#### [Provided passage]
Essential Statistical Concepts: Selecting the Appropriate Analysis for Your Data

Rihab Weghlani
7 min readFeb 15, 2023

--

The proper use of statistics is crucial for drawing accurate conclusions and making informed decisions. Understanding the basics of statistics and knowing how to choose the appropriate statistical test for your data is essential to ensure the validity of your results. Whether you are a scientist, business professional, or student, having a strong grasp of statistics and its applications is critical for conducting successful research and making data-driven decisions.

Before choosing an appropriate statistical test for your study, it is important to consider the following factors:

  1. The nature of the data: It is important to determine whether your data is quantitative or qualitative, as this will determine the type of test you should use.

Quantitative data is data that can be expressed in numerical form and can be subjected to mathematical operations such as addition, subtraction, averaging, etc. Examples of quantitative data include age, height, weight, and income.

Qualitative data, is descriptive data that cannot be expressed in numerical form. Examples of qualitative data include sex, emotions or feelings, appearance, color, or shape of objects.

2. The distribution of the data: Understanding the distribution of your data will help you to choose the right test. For example, if your data follow a normal distribution, a parametric test may be more appropriate, while if the data is not normally distributed, a non-parametric test may be more suitable.

The main emphasis of this article will be on the techniques employed for managing continuous data.

What is the normal distribution or (Gaussian distribution) in statistics?

The probability distribution of statistics is a crucial factor in statistical testing. When samples are taken from a population N (µ, σ²) with a sample size of n, the distribution of the sample mean X̄ should be normally distributed as N (µ, σ²/n). The sample size plays a vital role in determining the sample distribution. It has been observed that small sample size can result in a non-normal distribution. However, as the sample size increases, the distribution begins to conform to the normal curve, becoming normally distributed when the sample size reaches 30. The Central Limit Theorem states that as the sample size increases, the distribution of the sample means approaches a normal distribution.

To determine if the data follow a normal distribution, tests such as the Shapiro-Wilk test, Anderson-Darling test, or Kolmogorov-Smirnov test can be used. Also, inspecting the data visually is an easy way to determine if it is close to being normally distributed. This can be done by constructing a histogram or a normal quantile-quantile (Q-Q) plot. If the data is nearly normally distributed, the histogram should display a bell-shaped curve, and the Q-Q plot should be roughly linear. If the data follow a normal distribution, parametric tests can be used for data analysis.

The shape of the histogram closely follows the form of a bell curve(https://mathbitsnotebook.com/Algebra2/Statistics/STnormalDistribution.html)

Parametric tests:

T-test:

The T-test is used to compare the means of two groups. There are two types of t-tests: the independent t-test, which is used when the two groups are independent, and the paired t-test, which is used when the two groups are dependent.

Example “Psychological Study”: A psychologist wants to determine if a new therapy technique significantly reduces anxiety levels compared to a traditional therapy technique. They randomly assign patients to receive either the new or traditional therapy and track their anxiety levels before and after treatment. A t-test can be used to determine if there is a significant difference in anxiety reduction between the two groups.

#### [Activities]
1 > Answer these from the statistics article:
(a) At what sample size does the distribution become normally distributed?
(b) Which three tests does it name for checking whether data follow a normal distribution?
(c) Which type of t-test is used when the two groups are dependent?
2 > Please turn the paragraph of the statistics article that begins "To determine if the data follow a normal distribution" into a short bulleted list that keeps its main facts.
3 > Extend the statistics article past its psychological study example.
The data after this point have no connection to the statistics article.

#### [Given data]
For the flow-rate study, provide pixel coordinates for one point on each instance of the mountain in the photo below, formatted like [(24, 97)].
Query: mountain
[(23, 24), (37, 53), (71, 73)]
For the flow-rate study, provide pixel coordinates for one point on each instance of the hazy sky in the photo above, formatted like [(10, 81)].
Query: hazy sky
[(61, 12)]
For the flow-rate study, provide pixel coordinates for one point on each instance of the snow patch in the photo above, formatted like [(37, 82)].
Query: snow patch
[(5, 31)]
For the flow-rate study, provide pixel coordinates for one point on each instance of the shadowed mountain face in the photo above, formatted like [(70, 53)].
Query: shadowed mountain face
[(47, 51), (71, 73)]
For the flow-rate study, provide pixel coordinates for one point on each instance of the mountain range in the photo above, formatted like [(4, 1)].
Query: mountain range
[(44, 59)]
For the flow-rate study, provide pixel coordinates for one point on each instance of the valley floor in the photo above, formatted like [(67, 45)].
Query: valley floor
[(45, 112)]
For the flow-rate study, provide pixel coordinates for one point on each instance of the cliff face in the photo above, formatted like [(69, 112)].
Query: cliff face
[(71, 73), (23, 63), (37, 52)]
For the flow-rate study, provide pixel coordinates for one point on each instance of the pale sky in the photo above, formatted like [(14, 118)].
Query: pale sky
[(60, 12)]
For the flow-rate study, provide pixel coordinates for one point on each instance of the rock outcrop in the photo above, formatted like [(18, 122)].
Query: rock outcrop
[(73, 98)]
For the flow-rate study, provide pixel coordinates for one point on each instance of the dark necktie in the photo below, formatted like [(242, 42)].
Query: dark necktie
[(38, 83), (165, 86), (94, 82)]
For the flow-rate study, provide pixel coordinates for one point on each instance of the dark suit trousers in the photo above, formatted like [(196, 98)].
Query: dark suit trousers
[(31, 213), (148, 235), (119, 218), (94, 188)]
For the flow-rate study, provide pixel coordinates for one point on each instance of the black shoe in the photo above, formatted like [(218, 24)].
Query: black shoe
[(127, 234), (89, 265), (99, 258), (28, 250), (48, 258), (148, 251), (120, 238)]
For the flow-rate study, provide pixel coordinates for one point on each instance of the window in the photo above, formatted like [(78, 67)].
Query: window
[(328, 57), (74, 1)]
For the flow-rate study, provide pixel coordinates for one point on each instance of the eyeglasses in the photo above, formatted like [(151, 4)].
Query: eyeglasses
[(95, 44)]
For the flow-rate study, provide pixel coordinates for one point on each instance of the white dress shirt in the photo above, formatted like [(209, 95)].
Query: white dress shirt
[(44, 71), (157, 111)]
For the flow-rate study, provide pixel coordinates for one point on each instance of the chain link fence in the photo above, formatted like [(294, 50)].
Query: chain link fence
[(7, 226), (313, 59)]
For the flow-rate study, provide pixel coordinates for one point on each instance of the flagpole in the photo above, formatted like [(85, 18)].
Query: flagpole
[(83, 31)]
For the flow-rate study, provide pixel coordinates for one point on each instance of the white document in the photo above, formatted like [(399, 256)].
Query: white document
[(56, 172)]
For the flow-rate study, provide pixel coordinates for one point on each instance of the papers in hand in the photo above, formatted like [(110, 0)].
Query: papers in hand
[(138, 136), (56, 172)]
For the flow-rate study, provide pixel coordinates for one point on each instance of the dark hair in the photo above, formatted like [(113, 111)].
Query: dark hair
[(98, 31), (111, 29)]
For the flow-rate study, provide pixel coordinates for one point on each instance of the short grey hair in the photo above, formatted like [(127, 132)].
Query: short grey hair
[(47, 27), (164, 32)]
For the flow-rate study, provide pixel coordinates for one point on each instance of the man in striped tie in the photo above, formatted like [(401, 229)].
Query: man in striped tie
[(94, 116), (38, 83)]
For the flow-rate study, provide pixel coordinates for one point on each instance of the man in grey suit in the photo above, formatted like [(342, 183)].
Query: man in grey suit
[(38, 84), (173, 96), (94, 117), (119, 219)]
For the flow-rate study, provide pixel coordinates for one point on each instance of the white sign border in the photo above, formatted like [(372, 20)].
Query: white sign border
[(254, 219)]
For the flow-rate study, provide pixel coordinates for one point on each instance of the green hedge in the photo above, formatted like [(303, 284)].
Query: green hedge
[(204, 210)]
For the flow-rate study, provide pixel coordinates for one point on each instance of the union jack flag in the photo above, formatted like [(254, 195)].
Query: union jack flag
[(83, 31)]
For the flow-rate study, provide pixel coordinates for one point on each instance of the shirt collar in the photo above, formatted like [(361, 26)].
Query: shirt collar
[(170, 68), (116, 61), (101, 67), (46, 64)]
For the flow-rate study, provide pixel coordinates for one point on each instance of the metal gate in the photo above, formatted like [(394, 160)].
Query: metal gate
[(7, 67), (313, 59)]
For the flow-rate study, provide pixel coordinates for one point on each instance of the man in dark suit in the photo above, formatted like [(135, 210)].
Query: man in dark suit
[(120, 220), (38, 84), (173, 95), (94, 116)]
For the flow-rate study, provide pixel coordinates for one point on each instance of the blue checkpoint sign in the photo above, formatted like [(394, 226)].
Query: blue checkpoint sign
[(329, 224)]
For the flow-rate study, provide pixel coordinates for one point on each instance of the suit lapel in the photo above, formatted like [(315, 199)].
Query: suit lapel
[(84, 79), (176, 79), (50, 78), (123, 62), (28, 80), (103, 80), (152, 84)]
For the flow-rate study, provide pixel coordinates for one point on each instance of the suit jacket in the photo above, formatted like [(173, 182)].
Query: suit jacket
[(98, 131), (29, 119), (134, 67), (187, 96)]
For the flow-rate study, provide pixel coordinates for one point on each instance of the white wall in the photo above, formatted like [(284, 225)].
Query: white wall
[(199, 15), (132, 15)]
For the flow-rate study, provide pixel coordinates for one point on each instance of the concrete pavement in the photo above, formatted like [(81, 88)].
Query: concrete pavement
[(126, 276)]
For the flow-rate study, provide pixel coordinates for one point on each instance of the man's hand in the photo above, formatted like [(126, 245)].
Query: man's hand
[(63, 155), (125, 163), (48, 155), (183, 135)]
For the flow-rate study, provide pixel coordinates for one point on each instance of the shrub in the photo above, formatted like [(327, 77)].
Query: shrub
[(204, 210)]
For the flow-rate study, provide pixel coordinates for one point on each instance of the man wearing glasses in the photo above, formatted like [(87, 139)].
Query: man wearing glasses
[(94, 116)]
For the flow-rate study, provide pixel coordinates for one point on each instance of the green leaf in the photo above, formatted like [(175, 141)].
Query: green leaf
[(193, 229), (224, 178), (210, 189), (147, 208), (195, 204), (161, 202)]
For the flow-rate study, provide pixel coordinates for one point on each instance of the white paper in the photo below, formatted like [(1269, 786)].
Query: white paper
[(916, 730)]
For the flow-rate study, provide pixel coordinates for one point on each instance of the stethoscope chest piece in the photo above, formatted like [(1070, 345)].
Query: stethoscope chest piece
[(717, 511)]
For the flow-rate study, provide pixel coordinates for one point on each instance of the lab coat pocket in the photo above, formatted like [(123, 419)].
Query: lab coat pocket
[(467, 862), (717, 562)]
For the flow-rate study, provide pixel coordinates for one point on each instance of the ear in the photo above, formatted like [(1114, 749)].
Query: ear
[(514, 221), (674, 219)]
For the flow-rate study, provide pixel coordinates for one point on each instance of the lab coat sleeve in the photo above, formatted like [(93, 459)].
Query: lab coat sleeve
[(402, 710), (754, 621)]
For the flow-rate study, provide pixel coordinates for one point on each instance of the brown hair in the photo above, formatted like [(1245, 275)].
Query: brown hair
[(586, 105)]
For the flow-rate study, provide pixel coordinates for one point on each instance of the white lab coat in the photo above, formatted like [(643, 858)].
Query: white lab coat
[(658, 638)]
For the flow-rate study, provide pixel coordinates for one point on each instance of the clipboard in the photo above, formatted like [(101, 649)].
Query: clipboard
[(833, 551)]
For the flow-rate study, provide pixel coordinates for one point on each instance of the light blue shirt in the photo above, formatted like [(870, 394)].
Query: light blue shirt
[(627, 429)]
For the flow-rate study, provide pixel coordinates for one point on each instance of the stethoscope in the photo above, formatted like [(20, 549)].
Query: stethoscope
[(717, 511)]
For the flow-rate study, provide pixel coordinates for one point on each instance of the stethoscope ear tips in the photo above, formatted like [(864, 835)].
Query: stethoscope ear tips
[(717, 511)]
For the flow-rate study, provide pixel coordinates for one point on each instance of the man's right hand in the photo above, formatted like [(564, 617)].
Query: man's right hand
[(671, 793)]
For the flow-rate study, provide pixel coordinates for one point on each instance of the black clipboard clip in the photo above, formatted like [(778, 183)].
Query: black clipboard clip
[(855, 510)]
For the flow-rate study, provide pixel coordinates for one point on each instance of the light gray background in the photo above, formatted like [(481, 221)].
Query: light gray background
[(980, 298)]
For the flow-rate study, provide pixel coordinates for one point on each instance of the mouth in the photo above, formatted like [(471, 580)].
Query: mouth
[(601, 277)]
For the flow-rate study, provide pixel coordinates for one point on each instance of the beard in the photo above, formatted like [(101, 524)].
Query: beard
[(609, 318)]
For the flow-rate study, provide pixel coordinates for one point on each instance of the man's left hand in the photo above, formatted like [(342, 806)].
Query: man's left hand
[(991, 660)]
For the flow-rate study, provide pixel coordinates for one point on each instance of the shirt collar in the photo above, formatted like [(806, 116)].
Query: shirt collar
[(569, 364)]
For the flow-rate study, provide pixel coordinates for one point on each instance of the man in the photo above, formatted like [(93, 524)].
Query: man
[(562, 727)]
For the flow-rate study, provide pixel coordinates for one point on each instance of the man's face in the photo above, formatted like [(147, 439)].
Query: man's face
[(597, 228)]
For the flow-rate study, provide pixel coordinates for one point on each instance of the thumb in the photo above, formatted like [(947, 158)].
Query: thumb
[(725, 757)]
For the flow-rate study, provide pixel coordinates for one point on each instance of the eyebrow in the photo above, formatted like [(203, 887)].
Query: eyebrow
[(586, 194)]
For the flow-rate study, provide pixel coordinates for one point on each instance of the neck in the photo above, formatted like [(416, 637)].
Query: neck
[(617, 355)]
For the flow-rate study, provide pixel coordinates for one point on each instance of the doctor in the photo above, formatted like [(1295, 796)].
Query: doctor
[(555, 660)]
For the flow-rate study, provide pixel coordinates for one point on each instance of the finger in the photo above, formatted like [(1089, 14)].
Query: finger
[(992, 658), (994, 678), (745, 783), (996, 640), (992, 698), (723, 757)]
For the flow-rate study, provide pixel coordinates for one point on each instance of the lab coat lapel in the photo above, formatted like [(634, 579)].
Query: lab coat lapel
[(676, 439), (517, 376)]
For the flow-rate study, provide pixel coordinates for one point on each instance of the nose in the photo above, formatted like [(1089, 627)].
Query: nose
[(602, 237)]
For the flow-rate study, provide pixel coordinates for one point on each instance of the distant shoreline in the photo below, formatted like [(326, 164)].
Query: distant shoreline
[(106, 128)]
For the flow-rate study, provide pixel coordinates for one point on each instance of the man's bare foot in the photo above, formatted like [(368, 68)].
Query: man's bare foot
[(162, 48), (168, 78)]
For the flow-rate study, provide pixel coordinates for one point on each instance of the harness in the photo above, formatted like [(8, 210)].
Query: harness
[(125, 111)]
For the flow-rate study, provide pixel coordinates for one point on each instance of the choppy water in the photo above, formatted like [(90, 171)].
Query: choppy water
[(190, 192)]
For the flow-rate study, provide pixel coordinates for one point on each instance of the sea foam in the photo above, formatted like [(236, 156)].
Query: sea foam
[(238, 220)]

#### [Answers by item number]
1 >
(a) 30
(b) The Shapiro-Wilk test, the Anderson-Darling test, and the Kolmogorov-Smirnov test
(c) The paired t-test

2 >
- Normality can be tested with the Shapiro-Wilk, Anderson-Darling, or Kolmogorov-Smirnov test.
- Visual inspection is an easy alternative, using a histogram or a normal quantile-quantile (Q-Q) plot.
- Nearly normal data show a bell-shaped histogram and a roughly linear Q-Q plot.
- If the data are normally distributed, parametric tests can be used.

3 >
ANOVA One Way:

The analysis of continuous data is known as Analysis of Variance (ANOVA). ANOVA is used to determine if there is a significant difference between the means of multiple groups. The process of ANOVA involves an initial examination of the data using an omnibus test, also known as the F-test, which checks if there is a difference in means between the various groups being studied. The null hypothesis for this test is that there is no difference between the means, meaning that all groups have the same mean. If the omnibus test fails to reject the null hypothesis, it means there is no evidence of a difference between the group means and the conclusion is made that they are the same. However, if the test shows significance, further analysis is conducted using post-hoc tests, such as the Tukey test, Duncan test, or the Bonferroni correction.

For example, in an agricultural experiment, a farmer wants to test the effect of a new fertilizer on crop yields and is curious about whether applying the fertilizer at different rates will make a difference. He sets up an experiment where he grows crops in four different plots of land. On one plot, he applies the fertilizer at a rate of 10 pounds per acre. On the second plot, he applies the fertilizer at a rate of 20 pounds per acre. On the third plot, he doesn’t apply the fertilizer at all and serves as the control. After the crops have grown, he measures the yields from each plot.

To determine if the fertilizer and the different rates of application have a significant impact on crop yields, the farmer performs an ANOVA test. The ANOVA test will tell him if there is a difference in the means of the yields between the 3 plots and using post-hoc tests, which plots have significantly different means.

MANOVA:

This statistical technique analyzes the influence of one or more grouping variables on several outcome variables. The comparison of groups is made based on the average values of linear combinations of the outcome variables, and the goal is to determine if there is a significant difference between the groups in terms of the effect of the grouping variables on the outcome variables. The objective of this analysis is to determine if there is a significant difference between the groups in terms of the effect of the grouping variables on the outcome variables. This provides a more comprehensive understanding of the relationship between the grouping and outcome variables.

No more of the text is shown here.